Instructions for the task:
Please give, word for word, the line containing "Identify each street" and every line that comes after it in the data below.

Source material:
===============

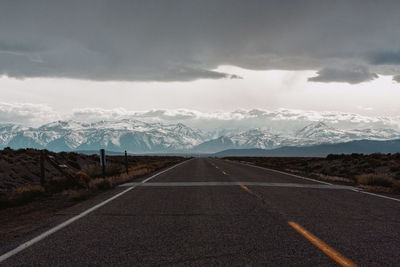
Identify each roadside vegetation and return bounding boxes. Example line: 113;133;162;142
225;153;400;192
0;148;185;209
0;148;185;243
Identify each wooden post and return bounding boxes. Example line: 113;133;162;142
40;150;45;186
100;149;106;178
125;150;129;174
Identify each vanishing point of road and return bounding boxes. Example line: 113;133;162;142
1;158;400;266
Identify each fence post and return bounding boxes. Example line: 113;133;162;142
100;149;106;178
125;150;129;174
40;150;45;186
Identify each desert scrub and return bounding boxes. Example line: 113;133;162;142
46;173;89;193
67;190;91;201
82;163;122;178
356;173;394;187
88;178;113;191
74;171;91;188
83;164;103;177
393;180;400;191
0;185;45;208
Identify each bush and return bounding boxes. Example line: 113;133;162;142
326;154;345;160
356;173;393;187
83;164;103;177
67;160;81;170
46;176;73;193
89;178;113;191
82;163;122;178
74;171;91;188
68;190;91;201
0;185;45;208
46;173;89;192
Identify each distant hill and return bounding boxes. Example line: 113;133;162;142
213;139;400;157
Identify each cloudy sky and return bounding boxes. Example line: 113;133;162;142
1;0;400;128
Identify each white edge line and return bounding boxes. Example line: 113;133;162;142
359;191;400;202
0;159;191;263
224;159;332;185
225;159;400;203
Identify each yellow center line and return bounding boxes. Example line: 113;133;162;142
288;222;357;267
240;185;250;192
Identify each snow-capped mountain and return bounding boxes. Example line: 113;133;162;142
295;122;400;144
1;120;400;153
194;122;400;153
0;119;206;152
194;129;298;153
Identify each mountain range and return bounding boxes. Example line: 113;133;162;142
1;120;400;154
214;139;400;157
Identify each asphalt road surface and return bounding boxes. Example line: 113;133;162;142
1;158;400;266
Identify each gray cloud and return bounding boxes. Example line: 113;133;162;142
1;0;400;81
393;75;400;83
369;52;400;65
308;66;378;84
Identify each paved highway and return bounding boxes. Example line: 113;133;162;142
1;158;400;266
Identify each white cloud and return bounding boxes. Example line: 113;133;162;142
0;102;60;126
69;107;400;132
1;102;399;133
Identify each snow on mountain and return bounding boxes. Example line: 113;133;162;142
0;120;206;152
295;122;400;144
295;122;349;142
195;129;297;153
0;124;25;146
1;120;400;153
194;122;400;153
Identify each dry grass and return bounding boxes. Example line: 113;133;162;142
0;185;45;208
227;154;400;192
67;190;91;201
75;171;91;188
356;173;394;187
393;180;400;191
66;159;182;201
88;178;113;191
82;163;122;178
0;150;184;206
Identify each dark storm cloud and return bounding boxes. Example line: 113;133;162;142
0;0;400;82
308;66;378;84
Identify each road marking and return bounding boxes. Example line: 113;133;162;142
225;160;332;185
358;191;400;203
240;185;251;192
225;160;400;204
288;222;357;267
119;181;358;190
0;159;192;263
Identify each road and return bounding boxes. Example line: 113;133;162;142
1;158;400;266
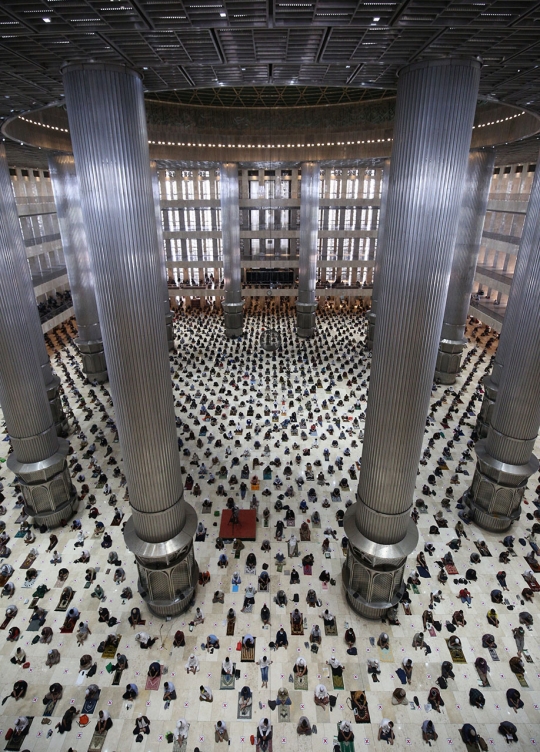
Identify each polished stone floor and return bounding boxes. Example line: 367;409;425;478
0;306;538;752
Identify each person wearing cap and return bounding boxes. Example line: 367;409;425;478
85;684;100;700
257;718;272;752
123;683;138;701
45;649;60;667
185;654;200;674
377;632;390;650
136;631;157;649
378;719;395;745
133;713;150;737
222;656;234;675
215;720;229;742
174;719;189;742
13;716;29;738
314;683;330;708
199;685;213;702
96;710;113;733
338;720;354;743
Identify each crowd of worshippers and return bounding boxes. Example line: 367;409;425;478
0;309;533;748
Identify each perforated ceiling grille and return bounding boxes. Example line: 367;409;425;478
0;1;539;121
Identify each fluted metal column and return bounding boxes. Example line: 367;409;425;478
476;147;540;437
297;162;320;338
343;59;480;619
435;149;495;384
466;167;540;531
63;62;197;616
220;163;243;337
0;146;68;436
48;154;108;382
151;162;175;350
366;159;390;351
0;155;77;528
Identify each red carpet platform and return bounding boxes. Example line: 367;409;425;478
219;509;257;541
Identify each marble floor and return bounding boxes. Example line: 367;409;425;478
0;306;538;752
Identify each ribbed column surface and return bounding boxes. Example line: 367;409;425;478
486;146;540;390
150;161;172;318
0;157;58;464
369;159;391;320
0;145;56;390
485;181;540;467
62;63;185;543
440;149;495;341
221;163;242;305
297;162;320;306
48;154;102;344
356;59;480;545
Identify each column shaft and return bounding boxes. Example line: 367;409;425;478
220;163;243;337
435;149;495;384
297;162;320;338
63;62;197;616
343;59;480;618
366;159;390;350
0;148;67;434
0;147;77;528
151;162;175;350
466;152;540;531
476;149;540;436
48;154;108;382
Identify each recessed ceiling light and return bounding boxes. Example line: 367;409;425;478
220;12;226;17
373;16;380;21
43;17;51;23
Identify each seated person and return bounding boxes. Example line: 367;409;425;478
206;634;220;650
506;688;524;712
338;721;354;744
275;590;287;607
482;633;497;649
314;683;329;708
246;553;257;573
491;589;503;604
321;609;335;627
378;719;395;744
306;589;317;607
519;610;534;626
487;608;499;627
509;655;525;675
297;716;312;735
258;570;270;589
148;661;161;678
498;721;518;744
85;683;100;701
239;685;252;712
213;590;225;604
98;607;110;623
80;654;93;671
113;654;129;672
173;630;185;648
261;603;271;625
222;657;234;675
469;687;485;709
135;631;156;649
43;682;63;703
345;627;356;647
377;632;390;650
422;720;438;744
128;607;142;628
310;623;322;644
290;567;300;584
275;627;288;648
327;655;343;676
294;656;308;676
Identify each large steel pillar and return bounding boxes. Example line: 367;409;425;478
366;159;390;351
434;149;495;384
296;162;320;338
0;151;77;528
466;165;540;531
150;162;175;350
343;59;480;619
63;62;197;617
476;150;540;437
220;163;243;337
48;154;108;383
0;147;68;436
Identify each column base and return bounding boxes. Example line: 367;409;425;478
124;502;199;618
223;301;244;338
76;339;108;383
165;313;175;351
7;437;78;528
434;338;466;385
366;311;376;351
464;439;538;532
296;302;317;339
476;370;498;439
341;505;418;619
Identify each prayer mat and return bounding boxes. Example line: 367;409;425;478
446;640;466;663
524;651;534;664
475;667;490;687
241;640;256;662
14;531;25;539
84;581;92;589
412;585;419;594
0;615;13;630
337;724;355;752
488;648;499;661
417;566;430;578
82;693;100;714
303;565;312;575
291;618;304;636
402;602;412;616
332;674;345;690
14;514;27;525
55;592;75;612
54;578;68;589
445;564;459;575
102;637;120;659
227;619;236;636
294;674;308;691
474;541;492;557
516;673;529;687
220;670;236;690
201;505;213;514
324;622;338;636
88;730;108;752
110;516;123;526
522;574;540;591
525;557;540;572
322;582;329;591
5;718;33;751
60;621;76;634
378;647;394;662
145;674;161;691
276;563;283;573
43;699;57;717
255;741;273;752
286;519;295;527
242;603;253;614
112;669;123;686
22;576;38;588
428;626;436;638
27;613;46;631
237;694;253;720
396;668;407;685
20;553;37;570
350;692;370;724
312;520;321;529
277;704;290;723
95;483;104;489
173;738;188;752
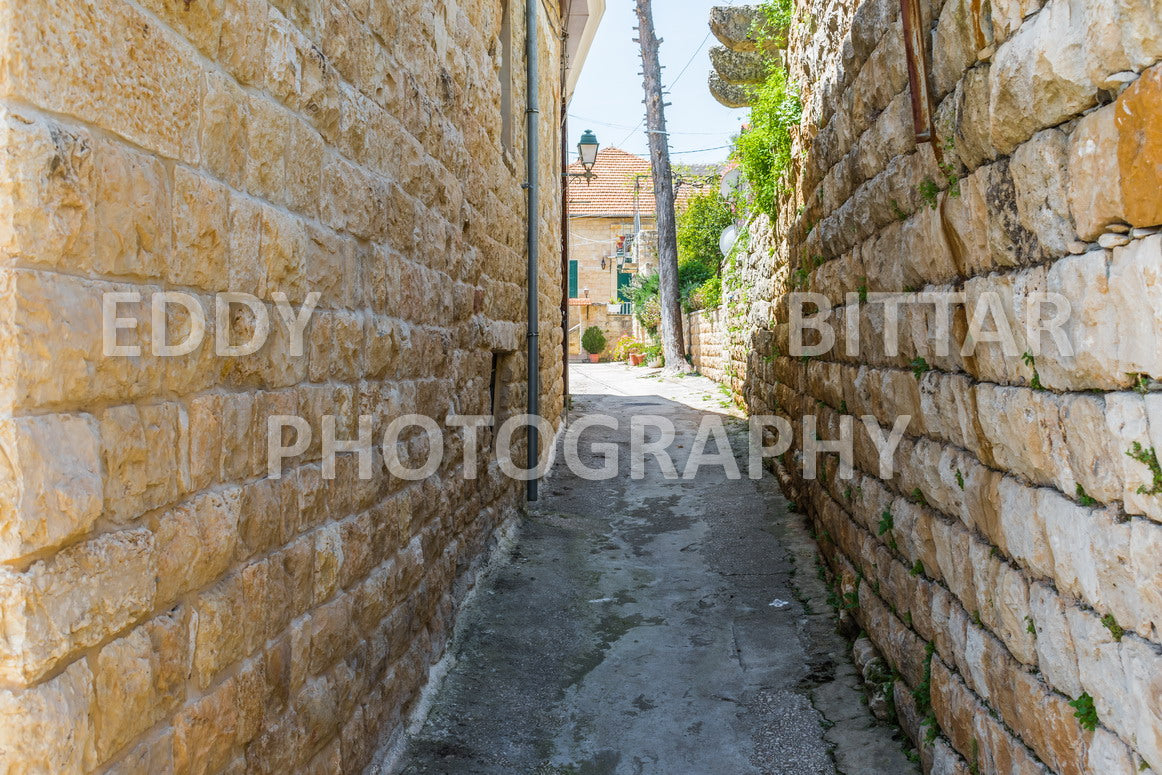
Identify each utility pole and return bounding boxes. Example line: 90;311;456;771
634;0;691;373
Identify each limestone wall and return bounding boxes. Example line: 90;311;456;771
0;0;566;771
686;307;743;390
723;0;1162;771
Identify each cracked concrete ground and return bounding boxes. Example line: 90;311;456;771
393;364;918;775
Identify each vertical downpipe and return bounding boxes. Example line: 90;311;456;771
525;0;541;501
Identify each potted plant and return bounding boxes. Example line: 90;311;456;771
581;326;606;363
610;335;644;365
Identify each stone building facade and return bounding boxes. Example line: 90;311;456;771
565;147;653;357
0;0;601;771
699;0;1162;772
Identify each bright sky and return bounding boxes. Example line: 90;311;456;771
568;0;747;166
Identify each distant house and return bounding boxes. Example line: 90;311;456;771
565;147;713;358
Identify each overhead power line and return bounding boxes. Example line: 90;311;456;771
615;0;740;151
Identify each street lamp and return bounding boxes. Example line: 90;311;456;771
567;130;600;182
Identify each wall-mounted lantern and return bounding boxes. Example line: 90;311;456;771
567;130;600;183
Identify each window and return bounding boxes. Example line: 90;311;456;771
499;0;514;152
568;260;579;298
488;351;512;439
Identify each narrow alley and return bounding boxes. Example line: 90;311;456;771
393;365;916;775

===============

Task answer:
Identify each street lamp and return bounding boxes. Example line: 90;311;456;771
567;130;600;182
Identify each wall-mounted lantern and return bounding boxes. Example line: 90;311;456;771
567;130;600;183
Identify each window and return bounding boxes. Example line: 90;311;456;771
499;0;514;152
568;260;579;298
488;351;512;439
Identify each narrow alley and return bounding boxes. Example line: 90;311;456;771
393;365;916;775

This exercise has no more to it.